[Region pointing data]
++++++++++++++++++++
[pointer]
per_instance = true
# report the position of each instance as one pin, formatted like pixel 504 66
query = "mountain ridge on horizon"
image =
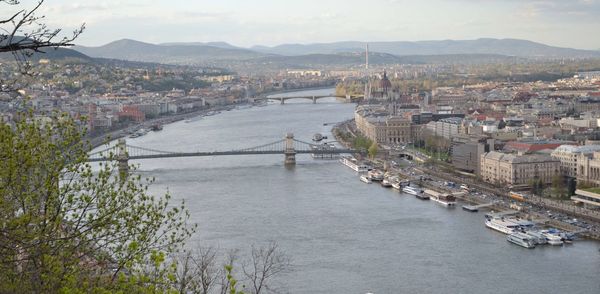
pixel 210 52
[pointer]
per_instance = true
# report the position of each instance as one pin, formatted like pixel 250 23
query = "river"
pixel 342 235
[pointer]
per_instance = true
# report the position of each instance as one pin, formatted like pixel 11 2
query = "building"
pixel 381 127
pixel 588 168
pixel 504 168
pixel 530 145
pixel 466 156
pixel 568 155
pixel 466 152
pixel 446 128
pixel 589 197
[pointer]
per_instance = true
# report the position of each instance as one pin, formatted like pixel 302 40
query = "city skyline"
pixel 270 23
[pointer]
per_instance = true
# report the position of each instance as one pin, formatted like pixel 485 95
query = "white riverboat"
pixel 352 163
pixel 442 198
pixel 521 239
pixel 501 225
pixel 537 237
pixel 552 237
pixel 412 190
pixel 375 175
pixel 386 183
pixel 365 179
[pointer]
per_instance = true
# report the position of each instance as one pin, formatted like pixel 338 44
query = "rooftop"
pixel 585 149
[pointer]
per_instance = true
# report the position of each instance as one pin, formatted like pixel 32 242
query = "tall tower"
pixel 367 58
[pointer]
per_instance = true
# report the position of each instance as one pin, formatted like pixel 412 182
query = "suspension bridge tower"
pixel 290 152
pixel 123 159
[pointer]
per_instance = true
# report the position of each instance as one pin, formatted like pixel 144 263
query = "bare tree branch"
pixel 265 264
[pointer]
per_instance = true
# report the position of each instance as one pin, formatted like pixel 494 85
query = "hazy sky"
pixel 567 23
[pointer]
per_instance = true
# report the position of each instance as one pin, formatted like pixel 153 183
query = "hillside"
pixel 177 53
pixel 509 47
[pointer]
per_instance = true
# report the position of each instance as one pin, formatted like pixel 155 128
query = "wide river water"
pixel 342 235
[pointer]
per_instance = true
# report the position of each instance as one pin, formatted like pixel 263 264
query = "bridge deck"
pixel 224 153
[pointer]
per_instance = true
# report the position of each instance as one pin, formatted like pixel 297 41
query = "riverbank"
pixel 537 210
pixel 103 138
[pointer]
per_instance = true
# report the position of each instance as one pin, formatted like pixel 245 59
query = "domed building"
pixel 384 84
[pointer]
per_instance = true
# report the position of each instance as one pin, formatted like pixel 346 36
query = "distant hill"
pixel 50 53
pixel 510 47
pixel 224 45
pixel 223 54
pixel 354 59
pixel 175 54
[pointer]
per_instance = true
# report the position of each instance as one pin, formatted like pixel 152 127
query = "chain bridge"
pixel 314 98
pixel 288 146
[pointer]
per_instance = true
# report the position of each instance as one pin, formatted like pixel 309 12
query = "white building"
pixel 568 155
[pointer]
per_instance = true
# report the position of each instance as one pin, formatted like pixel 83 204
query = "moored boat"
pixel 365 179
pixel 552 237
pixel 375 175
pixel 442 198
pixel 386 183
pixel 352 163
pixel 501 225
pixel 521 239
pixel 412 190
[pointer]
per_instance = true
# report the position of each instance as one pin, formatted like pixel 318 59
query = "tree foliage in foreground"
pixel 65 226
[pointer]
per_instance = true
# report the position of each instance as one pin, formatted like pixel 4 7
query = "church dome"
pixel 385 83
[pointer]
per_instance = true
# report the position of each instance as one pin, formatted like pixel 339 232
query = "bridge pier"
pixel 290 152
pixel 123 160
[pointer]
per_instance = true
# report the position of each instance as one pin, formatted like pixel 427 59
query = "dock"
pixel 475 208
pixel 501 214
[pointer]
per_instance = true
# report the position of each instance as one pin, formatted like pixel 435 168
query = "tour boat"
pixel 352 163
pixel 536 237
pixel 501 225
pixel 318 137
pixel 365 179
pixel 412 190
pixel 376 175
pixel 443 198
pixel 386 183
pixel 552 237
pixel 521 239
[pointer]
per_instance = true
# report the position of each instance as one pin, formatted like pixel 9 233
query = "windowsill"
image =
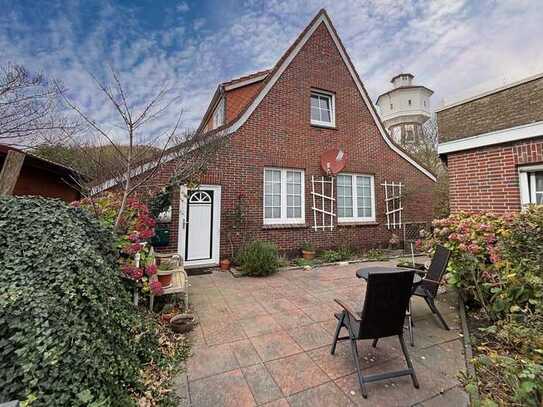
pixel 358 223
pixel 285 226
pixel 323 126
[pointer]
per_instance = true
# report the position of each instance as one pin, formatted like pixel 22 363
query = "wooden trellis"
pixel 322 192
pixel 393 204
++++++++++++++++++++
▶ EXERCISE
Type the entries again verbatim. Any pictures should be skipped.

▶ RESULT FOR THIS TASK
[pointer]
per_instance = true
# report the position of each instance as one pin, formatted like pixel 504 66
query = "mountain ridge on horizon"
image =
pixel 210 52
[pointer]
per_instance = true
# report the position of each instance as one pin, formatted like pixel 250 23
query = "river"
pixel 342 235
[pointer]
per_instance = true
# report the position of each instance as one pin, formatted like pixel 11 2
query = "building"
pixel 381 127
pixel 588 168
pixel 504 168
pixel 530 145
pixel 466 156
pixel 568 155
pixel 466 152
pixel 446 128
pixel 589 197
[pointer]
per_instance = true
# report the position of each instance as one pin, formatted like pixel 302 40
query = "city skyline"
pixel 270 23
[pointer]
per_instance = true
# report the position of each instance as one pin, formatted like pixel 485 95
query = "white riverboat"
pixel 352 163
pixel 442 198
pixel 521 239
pixel 501 225
pixel 537 237
pixel 552 237
pixel 412 190
pixel 375 175
pixel 386 183
pixel 365 179
[pointer]
per_instance = true
# report the position of each instance as one pin, formatted like pixel 338 44
query = "rooftop"
pixel 585 149
[pointer]
per_instance = true
# report the position of each instance as one pin, formatted like pixel 32 242
query = "tall tower"
pixel 367 58
[pointer]
per_instance = true
# report the position of each instance as one pin, formatted like pixel 412 182
query = "suspension bridge tower"
pixel 290 152
pixel 123 159
[pointer]
per_instance = true
# report the position of each instance as one pin, formatted like pixel 144 263
query = "bare tree branch"
pixel 265 264
[pointer]
per_instance = true
# report the position of each instance as one pin, formatted like pixel 494 85
query = "hazy sky"
pixel 567 23
[pointer]
per_instance = true
# report the position of each instance as one pin, formatted like pixel 153 183
query = "hillside"
pixel 177 53
pixel 509 47
[pointer]
per_instance = true
# report the position of each instance as one pin, formatted like pixel 155 128
query = "wide river water"
pixel 342 235
[pointer]
per_instance = true
# report the position of each instance as one pin, formatted like pixel 263 264
query = "bridge deck"
pixel 224 153
[pointer]
per_instance = true
# report the position of each instance as one pin, formatted like pixel 297 41
query = "riverbank"
pixel 537 210
pixel 103 138
[pointer]
per_instance = true
# report the position of each instance as one pin, formatted like pixel 245 59
query = "domed building"
pixel 384 84
[pointer]
per_instance = true
# report the position of each instance as one pin, formatted like pixel 346 36
query = "distant hill"
pixel 50 53
pixel 510 47
pixel 224 45
pixel 223 54
pixel 354 59
pixel 175 54
[pointer]
per_instance = true
# report the position of each instance as one pin, formatted like pixel 152 127
query = "chain bridge"
pixel 314 98
pixel 288 146
[pointer]
per_instance = true
# report the position of each instance as one pin, formatted like pixel 309 12
query = "white building"
pixel 568 155
[pointer]
per_instance = true
# report the position of each instance as one pin, formatted like pixel 83 204
query = "moored boat"
pixel 365 179
pixel 552 237
pixel 375 175
pixel 442 198
pixel 386 183
pixel 352 163
pixel 501 225
pixel 521 239
pixel 412 190
[pointer]
per_instance = true
# report the position of each instance as one pin, formatted like pixel 318 59
query = "tree foliage in foreground"
pixel 65 226
[pointer]
per_instance = true
# report the position of each instance as one pin, formatted like pixel 4 7
query = "church dome"
pixel 385 83
[pointer]
per_instance = true
# report the position of each instance as one pin, formatted like pixel 339 232
query = "bridge pier"
pixel 290 152
pixel 123 160
[pointer]
per_instance = true
# report the position of each instance as one pin, formatted like pixel 427 59
query = "dock"
pixel 475 208
pixel 501 214
[pointer]
per_instance = true
# report the position of each instance as one pin, formatted like pixel 435 168
query = "tour boat"
pixel 352 163
pixel 536 237
pixel 501 225
pixel 318 137
pixel 365 179
pixel 412 190
pixel 376 175
pixel 443 198
pixel 386 183
pixel 552 237
pixel 521 239
[pointer]
per_instance = true
# report the position of each instance as one pin, formatted like pixel 9 233
query = "windowsill"
image =
pixel 358 223
pixel 285 226
pixel 323 126
[pointer]
per_instance = true
# report the position of each instance as one pin, formatted like pixel 22 363
query = "wooden trellis"
pixel 322 192
pixel 393 204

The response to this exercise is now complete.